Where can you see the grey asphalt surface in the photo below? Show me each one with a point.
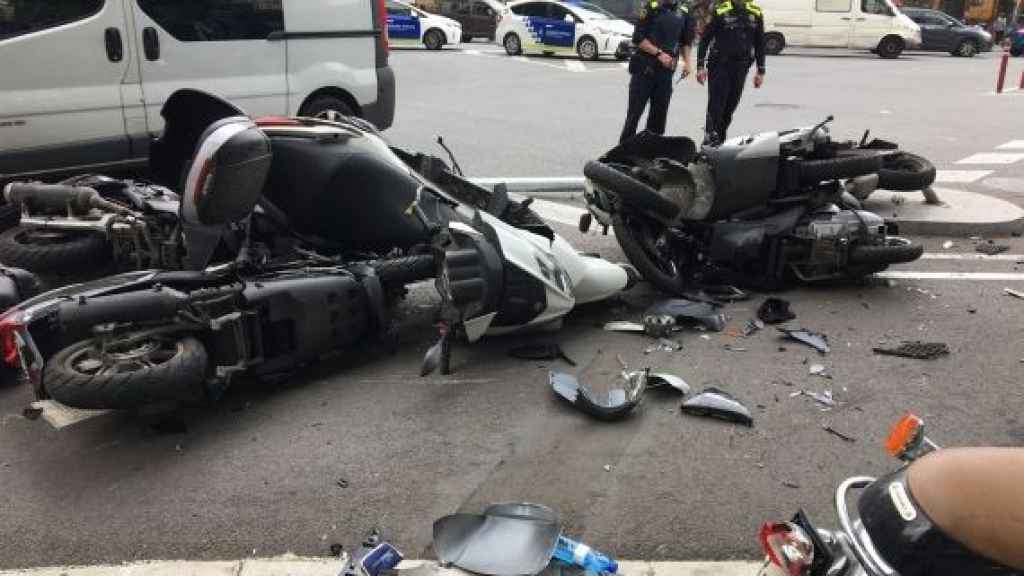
(258, 474)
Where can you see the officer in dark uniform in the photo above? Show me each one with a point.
(736, 38)
(664, 31)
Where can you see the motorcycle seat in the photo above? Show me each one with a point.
(976, 497)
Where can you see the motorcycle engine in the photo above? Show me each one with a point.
(830, 232)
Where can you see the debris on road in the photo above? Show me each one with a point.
(506, 539)
(915, 350)
(990, 248)
(837, 434)
(752, 327)
(1014, 293)
(624, 326)
(813, 339)
(31, 413)
(664, 344)
(548, 351)
(718, 404)
(617, 402)
(663, 317)
(775, 311)
(663, 380)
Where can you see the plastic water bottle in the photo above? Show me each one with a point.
(578, 553)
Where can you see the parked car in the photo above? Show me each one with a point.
(478, 17)
(943, 33)
(872, 25)
(84, 80)
(556, 27)
(409, 26)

▶ [Exercise aim] Exactly reproduce the lines from the one containing "Where can you see the officer" through the end of the records, and only those lines.

▶ [Reply]
Where can you see the officer in dark uniform in the photo above? Show me each one with a point.
(736, 38)
(664, 31)
Where can you see the motorcycle seat in the photo above? Show me each one with a point.
(976, 497)
Where can you see the motorcycle engine in the photo above? Show me each one with a point.
(830, 232)
Where can you see the debris on road in the photo above? Show me each one with a point.
(506, 539)
(915, 350)
(990, 248)
(837, 434)
(752, 327)
(1014, 293)
(624, 326)
(813, 339)
(31, 413)
(664, 344)
(548, 351)
(718, 404)
(617, 402)
(663, 317)
(775, 311)
(663, 380)
Where can you see the plastic water bottle in the photo above? Show me each one with a point.
(578, 553)
Where can you see the parked car in the photo above? Show me each one with a point.
(478, 17)
(943, 33)
(872, 25)
(84, 80)
(556, 27)
(409, 26)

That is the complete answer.